Document passage ::
• • • • • • •

Pitt, CMU share $13.3 million NIH technology grant

A team of researchers from Carnegie Mellon University and Pitt has received a five-year, $13.3 million grant from the National Institutes of Health (NIH) to establish a National Technology Center for Networks and Pathways.

The center, with headquarters at Carnegie Mellon, will focus on developing fluorescent probe and imaging technologies to investigate regulatory pathways and networks in real-time in living cells. This work will generate powerful molecular biosensors for preclinical research to map the many cell-signaling networks involved in disease. Ultimately, such biosensors will be used in hospital- and office-based diagnostic medicine.

Within any given human cell, hundreds, if not thousands, of proteins may interact in precise cascades when the cell is called upon to yield a necessary product, such as a hormone, or to respond to an environmental stress, according to center faculty. Understanding the elements and dynamics of these cascades in a given cell and in real-time is the key to diagnosing why cells don’t function properly and what might be done about that dysfunction therapeutically.

• • • • • • •

Records supplied ::
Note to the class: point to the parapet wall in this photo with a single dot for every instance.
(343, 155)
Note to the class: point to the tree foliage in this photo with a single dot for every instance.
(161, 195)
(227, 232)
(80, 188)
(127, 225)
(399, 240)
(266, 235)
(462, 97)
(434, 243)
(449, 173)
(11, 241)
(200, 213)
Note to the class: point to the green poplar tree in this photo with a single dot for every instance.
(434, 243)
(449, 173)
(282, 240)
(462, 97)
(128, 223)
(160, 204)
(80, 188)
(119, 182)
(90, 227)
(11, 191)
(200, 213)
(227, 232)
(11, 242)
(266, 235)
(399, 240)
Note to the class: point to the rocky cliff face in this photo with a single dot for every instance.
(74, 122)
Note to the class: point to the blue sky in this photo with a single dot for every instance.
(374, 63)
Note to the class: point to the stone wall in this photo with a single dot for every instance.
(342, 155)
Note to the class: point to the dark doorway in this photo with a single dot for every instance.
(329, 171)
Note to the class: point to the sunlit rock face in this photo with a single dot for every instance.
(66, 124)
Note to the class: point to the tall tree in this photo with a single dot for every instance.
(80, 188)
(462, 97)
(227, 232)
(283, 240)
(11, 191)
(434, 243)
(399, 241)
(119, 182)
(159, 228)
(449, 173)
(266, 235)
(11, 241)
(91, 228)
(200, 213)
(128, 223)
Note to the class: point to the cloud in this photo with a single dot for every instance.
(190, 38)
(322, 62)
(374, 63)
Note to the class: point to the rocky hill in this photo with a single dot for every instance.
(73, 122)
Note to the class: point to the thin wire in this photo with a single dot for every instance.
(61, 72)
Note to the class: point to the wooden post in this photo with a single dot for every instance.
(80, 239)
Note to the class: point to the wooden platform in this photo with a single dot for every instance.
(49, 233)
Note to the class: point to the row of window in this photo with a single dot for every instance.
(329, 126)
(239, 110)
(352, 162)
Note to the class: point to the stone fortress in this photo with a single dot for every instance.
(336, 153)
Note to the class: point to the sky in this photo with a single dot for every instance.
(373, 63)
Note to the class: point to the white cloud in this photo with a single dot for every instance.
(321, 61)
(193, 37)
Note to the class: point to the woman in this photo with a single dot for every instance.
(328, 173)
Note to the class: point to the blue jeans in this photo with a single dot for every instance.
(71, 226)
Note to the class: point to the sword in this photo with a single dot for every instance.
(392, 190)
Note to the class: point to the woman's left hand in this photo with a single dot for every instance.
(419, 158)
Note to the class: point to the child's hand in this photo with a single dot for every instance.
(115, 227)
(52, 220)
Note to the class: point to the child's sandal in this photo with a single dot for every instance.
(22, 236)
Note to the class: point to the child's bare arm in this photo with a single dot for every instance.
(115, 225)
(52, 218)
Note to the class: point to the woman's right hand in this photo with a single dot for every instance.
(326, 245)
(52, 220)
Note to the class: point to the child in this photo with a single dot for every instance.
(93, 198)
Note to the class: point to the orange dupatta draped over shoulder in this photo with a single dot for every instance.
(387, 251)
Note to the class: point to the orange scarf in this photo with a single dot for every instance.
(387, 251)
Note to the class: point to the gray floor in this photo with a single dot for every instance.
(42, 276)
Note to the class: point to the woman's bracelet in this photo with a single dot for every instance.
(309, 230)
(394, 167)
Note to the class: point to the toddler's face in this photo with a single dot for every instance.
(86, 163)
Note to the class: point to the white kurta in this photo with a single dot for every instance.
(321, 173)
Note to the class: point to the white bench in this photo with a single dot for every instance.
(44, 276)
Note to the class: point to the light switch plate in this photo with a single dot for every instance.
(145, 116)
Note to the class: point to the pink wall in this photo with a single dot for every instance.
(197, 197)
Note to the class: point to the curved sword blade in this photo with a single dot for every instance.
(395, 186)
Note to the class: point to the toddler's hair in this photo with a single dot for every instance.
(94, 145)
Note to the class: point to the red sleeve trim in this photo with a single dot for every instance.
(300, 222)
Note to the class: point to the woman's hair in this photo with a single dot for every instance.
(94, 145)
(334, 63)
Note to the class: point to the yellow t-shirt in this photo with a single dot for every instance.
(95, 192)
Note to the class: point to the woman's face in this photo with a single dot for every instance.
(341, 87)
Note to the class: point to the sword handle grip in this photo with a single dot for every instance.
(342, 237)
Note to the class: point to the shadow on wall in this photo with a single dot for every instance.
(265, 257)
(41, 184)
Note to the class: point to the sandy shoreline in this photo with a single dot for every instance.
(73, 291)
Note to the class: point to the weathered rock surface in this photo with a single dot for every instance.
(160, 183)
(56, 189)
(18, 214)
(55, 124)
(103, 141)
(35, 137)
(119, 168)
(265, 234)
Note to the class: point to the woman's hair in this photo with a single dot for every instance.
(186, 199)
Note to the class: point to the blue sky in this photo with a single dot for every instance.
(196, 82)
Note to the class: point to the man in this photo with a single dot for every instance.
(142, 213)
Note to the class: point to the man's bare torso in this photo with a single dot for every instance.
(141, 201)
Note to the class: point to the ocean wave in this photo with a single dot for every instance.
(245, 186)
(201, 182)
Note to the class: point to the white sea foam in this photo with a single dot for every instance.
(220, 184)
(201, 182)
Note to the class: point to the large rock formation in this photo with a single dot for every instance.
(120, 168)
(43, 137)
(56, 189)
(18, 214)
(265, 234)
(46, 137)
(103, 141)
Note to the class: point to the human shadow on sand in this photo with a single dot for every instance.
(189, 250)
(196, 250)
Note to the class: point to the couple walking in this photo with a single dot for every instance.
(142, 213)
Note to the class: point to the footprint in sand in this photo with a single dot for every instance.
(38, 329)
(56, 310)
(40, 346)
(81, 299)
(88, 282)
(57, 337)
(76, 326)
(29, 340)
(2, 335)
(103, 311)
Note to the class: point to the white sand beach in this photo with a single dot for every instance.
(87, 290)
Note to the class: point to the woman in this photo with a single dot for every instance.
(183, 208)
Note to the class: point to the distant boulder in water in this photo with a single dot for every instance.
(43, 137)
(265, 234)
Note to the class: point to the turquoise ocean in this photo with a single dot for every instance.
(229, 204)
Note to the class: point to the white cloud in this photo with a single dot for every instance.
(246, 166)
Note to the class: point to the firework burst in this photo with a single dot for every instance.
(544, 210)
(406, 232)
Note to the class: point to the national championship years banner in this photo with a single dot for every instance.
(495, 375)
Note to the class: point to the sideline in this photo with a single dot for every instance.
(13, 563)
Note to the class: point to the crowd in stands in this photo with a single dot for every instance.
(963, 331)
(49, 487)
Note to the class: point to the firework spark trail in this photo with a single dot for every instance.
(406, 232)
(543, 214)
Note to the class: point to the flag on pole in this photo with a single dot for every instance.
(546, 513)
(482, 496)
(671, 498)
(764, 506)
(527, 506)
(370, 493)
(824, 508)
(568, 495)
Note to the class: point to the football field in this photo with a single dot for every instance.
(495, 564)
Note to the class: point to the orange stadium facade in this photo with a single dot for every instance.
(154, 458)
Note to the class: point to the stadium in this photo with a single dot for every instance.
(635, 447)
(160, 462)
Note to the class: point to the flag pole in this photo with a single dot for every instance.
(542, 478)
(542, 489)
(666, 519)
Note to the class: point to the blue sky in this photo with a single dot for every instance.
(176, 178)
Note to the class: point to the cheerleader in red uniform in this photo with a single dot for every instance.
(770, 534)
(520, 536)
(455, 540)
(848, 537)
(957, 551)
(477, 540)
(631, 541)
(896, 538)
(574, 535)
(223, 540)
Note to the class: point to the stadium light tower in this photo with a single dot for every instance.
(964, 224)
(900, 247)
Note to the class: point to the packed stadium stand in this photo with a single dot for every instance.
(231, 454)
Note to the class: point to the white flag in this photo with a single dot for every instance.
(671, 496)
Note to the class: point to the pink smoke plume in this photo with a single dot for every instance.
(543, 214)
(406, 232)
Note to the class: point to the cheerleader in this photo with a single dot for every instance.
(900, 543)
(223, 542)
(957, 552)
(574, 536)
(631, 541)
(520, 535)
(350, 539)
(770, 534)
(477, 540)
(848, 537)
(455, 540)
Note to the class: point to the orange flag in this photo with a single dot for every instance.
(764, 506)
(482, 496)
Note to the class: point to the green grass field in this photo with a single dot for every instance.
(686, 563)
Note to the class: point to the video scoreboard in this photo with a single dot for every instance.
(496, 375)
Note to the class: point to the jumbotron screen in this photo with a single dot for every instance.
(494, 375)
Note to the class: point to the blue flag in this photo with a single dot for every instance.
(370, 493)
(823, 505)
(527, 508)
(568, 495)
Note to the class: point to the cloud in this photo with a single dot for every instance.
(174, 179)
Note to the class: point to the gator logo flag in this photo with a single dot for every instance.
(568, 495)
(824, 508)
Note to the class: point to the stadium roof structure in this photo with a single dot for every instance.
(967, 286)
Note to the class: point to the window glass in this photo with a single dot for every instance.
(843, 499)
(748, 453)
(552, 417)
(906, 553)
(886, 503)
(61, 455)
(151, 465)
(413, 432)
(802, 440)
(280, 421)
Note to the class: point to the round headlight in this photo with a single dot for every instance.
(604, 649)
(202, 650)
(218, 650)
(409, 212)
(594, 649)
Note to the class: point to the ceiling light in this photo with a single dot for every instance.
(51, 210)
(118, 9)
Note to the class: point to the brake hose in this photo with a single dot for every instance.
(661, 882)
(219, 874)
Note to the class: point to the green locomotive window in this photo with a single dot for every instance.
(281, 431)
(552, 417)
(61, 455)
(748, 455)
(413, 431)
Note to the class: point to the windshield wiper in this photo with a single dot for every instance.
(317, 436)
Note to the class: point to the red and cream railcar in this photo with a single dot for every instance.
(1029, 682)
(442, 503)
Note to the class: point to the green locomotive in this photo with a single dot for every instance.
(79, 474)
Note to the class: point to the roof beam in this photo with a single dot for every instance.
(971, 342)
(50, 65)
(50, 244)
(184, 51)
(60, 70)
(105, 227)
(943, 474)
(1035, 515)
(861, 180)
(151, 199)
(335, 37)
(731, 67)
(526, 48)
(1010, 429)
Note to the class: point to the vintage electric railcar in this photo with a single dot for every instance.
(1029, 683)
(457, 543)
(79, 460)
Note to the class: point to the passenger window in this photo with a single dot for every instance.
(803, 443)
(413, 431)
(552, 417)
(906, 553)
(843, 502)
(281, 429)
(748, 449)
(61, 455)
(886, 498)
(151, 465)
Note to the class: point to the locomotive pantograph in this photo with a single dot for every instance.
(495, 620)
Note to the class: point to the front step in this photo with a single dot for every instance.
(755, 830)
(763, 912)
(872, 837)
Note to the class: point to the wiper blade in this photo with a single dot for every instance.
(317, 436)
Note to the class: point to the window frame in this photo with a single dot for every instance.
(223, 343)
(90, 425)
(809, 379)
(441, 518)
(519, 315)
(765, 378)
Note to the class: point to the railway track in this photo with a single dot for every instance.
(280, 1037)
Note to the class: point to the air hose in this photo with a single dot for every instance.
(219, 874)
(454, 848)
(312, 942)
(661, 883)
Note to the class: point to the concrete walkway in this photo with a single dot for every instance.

• • • • • • •

What the exercise asks ::
Please rewrite the NIH grant announcement from "Pitt, CMU share" to "office-based diagnostic medicine.", switching each "Carnegie Mellon" to "CMU". Work from the text alone.

Solved problem ::
Pitt, CMU share $13.3 million NIH technology grant

A team of researchers from CMU University and Pitt has received a five-year, $13.3 million grant from the National Institutes of Health (NIH) to establish a National Technology Center for Networks and Pathways.

The center, with headquarters at CMU, will focus on developing fluorescent probe and imaging technologies to investigate regulatory pathways and networks in real-time in living cells. This work will generate powerful molecular biosensors for preclinical research to map the many cell-signaling networks involved in disease. Ultimately, such biosensors will be used in hospital- and office-based diagnostic medicine.